Task to complete> Could you retype all of the records exactly, leaving out every picture?

(Point-per-instance localization data)
▬▬▬▬▬▬▬▬▬▬
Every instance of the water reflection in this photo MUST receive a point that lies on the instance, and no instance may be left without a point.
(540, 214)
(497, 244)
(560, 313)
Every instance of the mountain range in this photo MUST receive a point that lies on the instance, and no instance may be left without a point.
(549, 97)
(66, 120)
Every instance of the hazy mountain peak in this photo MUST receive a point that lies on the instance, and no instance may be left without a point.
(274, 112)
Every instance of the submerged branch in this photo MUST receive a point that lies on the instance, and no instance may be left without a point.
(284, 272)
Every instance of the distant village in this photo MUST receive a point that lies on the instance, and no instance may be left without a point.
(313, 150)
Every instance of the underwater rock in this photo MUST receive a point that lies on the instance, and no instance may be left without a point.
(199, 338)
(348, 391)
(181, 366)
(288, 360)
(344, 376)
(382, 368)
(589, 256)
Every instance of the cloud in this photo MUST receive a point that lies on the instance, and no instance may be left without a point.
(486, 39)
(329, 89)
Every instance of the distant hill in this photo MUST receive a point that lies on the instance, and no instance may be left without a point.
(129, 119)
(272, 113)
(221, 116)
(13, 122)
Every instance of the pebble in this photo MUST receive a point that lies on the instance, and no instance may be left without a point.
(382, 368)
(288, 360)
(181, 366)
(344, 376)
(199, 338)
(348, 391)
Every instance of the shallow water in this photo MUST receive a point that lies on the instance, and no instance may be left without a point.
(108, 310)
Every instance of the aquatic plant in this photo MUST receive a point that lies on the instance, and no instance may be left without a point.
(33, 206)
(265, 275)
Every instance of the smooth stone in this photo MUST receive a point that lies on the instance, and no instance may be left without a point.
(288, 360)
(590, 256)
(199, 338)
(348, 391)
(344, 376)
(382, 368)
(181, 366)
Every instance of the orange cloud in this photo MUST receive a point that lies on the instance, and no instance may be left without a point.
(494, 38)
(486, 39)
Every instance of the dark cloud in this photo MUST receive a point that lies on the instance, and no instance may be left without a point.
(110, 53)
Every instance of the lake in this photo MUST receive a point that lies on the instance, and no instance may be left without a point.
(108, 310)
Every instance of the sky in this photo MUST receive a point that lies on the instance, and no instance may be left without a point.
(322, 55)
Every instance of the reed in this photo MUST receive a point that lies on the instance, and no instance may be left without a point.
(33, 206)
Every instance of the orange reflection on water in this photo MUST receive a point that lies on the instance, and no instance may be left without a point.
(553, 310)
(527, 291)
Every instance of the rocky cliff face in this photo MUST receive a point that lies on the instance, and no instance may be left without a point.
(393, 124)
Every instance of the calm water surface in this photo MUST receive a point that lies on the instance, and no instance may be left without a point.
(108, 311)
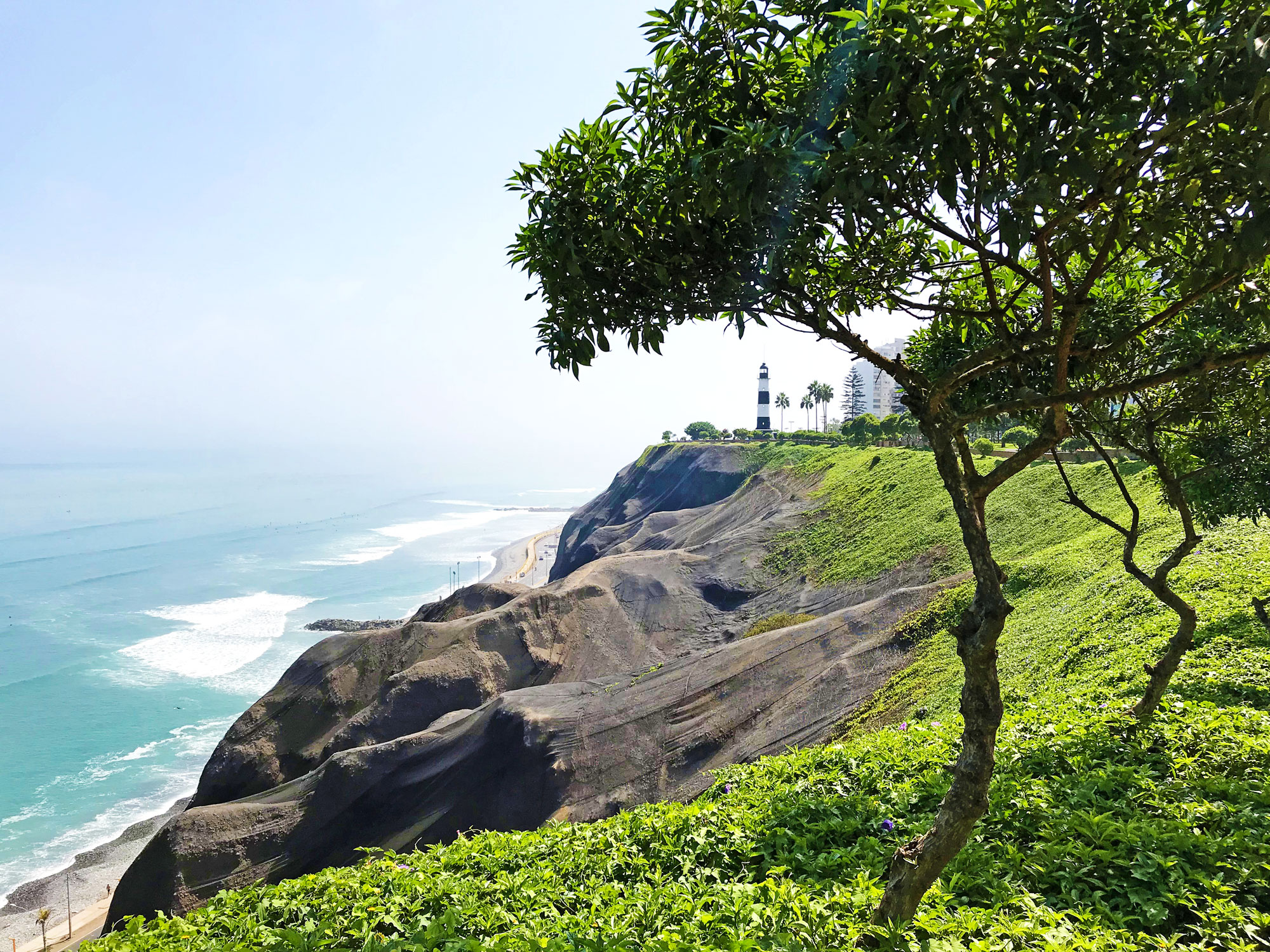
▬▬▬▬▬▬▬▬▬▬
Completed task>
Every instance of the water reflection in this photo MUST receive a point that lies on the instance, and no instance may be left without a point.
(540, 214)
(497, 244)
(560, 313)
Every instance of the mountain range in this photo MUST receive a point that lies on the instance, and no instance may be left without a point.
(549, 97)
(66, 120)
Every instance of the hazy mountain peak in this photo MUST receive a point that lies on the instance, and no instance may be left without a point.
(274, 112)
Every instance of the submerged branch in this photo MUST receive a point that lies on the instance, and no instance may be left without a point.
(284, 272)
Every instance of the distant village in this photo MUST receive a point that lies on the instance, and no instance may be left without a point.
(313, 150)
Every instance of the underwater rock in this photo MUST receive a point that lies on the instance, and no instance may be left without a point.
(199, 338)
(348, 391)
(181, 366)
(288, 360)
(344, 376)
(382, 368)
(589, 256)
Every instance of the cloud in this photo MUST receive a point that lies on the instance, and no instance may be left without a point.
(486, 39)
(329, 89)
Every instance of the distant hill in this photo MUST receive a point that lies on the instance, and no instance may be left without a point.
(129, 119)
(272, 113)
(221, 116)
(13, 122)
Every instance of the pebble in this photo MUST receive a point that lies on the instance, and no instance may be left without a point.
(382, 368)
(288, 360)
(181, 366)
(344, 376)
(199, 338)
(348, 391)
Every instance of the shallow water in this photo MUST receive a point that lies on the instance, and no instance may be left without a point.
(108, 310)
Every instance of the aquatic plant in this photo MUST receive a point that lies on the instance, and no instance may be left without a point.
(33, 206)
(265, 275)
Every instance of the smooth stone in this photo MUST receive a point that lies on the instance, and no instance may be left without a point.
(288, 360)
(590, 256)
(199, 338)
(348, 391)
(344, 376)
(382, 368)
(181, 366)
Every instance of the orange cloud in this photo MUST receive a point that lies on the instance, and no instance may be left without a point.
(494, 38)
(486, 39)
Every instance of the dark cloud in this photo MUST receive a point that lies on the instance, and no instance may be left without a point.
(110, 53)
Every instance of the lake in this photo MUST receive a point that lies on the instance, and no instance may be left without a point.
(108, 310)
Every instance of the sky in this photo MUST receive a point that lies on the instance, and no instance may be left without a point.
(322, 55)
Every instance of the reed in this photo MUST receive a point that lies on the instance, and no instance may be left without a point.
(33, 206)
Every instance of the orange reflection on water in this photo MUST receive a point that lies on the instance, and no instance may be left without a point.
(553, 310)
(527, 291)
Every instance of the rocky cliff face in this photo MUST receive a point that lies on the instance, and no instance may be left without a point.
(393, 124)
Every instance of the calm water surface in this photo MUST receive a point that lies on the instance, and no instance may be left without a point.
(108, 311)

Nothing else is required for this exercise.